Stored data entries
----
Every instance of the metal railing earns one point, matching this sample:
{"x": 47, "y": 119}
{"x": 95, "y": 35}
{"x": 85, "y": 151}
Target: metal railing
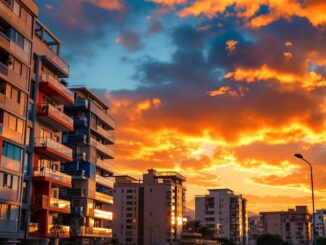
----
| WHAT TO DO |
The answer must consist of each line from the data that includes the string "railing".

| WORKED SOLUTION |
Every instance of the metal railing earns one point, matching this sample:
Target: metal railing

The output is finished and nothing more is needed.